■ AIM OF THE EXERCISE
The records below need to be copied in full. Match them exactly.

■ GIVEN RECORDS

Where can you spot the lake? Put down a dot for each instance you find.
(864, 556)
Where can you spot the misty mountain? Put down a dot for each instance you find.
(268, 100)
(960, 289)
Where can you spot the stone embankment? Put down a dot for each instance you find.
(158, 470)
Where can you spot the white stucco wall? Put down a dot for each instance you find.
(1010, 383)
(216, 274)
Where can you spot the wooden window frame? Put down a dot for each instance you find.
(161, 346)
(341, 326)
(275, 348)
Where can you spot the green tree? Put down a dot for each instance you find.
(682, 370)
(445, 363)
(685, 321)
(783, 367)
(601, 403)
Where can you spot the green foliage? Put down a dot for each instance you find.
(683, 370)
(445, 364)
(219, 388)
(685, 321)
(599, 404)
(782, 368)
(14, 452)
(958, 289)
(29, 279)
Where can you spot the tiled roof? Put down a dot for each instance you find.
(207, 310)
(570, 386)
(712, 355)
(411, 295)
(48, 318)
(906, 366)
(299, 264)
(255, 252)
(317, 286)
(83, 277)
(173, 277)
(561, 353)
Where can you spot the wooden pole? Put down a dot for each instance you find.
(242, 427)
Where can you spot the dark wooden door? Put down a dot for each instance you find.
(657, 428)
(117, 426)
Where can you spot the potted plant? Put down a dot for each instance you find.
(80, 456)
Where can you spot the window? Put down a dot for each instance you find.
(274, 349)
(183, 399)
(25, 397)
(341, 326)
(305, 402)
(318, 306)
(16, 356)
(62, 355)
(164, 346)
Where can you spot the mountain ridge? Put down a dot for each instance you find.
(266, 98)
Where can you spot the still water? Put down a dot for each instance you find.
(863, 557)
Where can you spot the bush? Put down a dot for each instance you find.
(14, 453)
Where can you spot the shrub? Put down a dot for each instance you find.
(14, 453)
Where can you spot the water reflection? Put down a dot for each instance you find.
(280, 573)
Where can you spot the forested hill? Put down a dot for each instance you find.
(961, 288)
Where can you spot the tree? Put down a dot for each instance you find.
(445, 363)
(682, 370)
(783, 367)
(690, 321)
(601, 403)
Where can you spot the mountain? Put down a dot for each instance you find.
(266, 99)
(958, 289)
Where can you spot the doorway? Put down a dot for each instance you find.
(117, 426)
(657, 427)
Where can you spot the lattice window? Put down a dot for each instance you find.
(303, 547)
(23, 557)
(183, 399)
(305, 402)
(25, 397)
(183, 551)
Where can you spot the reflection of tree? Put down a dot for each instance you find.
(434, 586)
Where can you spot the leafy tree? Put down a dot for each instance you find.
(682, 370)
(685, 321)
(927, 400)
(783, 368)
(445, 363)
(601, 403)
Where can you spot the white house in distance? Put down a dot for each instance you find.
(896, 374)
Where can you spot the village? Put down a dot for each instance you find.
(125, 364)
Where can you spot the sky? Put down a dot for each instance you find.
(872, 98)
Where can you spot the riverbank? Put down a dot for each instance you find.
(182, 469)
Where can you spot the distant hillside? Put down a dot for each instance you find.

■ YOUR SOLUTION
Where can you spot the lake? Put down a dot for each instance you find.
(864, 556)
Where can you spot the misty mountain? Put down a dot for each instance you find.
(268, 100)
(960, 289)
Where can you spot the stone embankment? Put down a dot for each instance you find.
(158, 470)
Where can you spot the white stucco wall? Put down a dot for each instance you find.
(1010, 383)
(216, 274)
Where can you spot the wooden window frame? Put down a dot for each instance you find.
(161, 346)
(341, 326)
(275, 348)
Where can you spot the green tree? Put down a dot for each instance you find.
(682, 370)
(445, 363)
(685, 321)
(783, 367)
(601, 403)
Where can you spot the green foliage? Put down a dot for each instance you find.
(683, 370)
(445, 364)
(219, 388)
(685, 321)
(599, 404)
(782, 368)
(14, 452)
(958, 289)
(29, 279)
Where can you spot the tiled roof? Put down a dot for each instance you find.
(207, 310)
(570, 386)
(712, 355)
(411, 295)
(48, 318)
(906, 366)
(299, 264)
(255, 252)
(317, 286)
(83, 277)
(173, 277)
(561, 353)
Where can you spot the wooden pole? Put down a dot for each instance you find.
(242, 427)
Where can you spot the dark wooden door? Put down a dot for each instance you find.
(657, 428)
(117, 426)
Where can you spot the potted plant? Put down a dot for each instance you find.
(80, 456)
Where can you spot the window? Put down a dot for each instance you find.
(274, 349)
(183, 399)
(25, 397)
(341, 326)
(305, 402)
(318, 306)
(16, 356)
(62, 355)
(164, 346)
Where can you spot the mountain ridge? Put down a dot for each instance you find.
(266, 98)
Where can you spot the still water? Put down a dot for each instance you find.
(863, 557)
Where can you spot the bush? Put down a dot for each instance you find.
(14, 453)
Where can you spot the shrub? Put down a dot for each instance you find.
(14, 453)
Where can you spot the water reflection? Put down a dot for each instance you find.
(280, 573)
Where can you spot the forested hill? Put down a dot for each instance you find.
(961, 288)
Where can you spot the tree? Put down a dot for each instance you find.
(445, 363)
(682, 370)
(783, 367)
(690, 321)
(601, 403)
Where can you spot the mountain? Put down a dot for each instance you find.
(266, 99)
(958, 289)
Where can you spot the doorway? Put down a dot for each instance you find.
(117, 426)
(657, 427)
Where can you spot the lattice window? Put down a dot for each instance you find.
(303, 547)
(23, 557)
(183, 399)
(305, 402)
(25, 397)
(183, 551)
Where can you spot the reflection of tree? Put down a dot for each instance you find.
(434, 586)
Where can you spot the leafy tree? Put down a dot for each instance you find.
(682, 370)
(685, 321)
(927, 400)
(783, 368)
(445, 363)
(601, 403)
Where can you spot the white house in distance? Put down a dot for each instance you find.
(896, 374)
Where can you spot the village? Put down a dot for each instance you find.
(125, 364)
Where can you spot the sky? Put down a dot for each instance you find.
(872, 98)
Where can you spot the riverbank? Put down a dot for each instance you find.
(182, 469)
Where can you spot the distant hillside? Put down a dot for each instance you find.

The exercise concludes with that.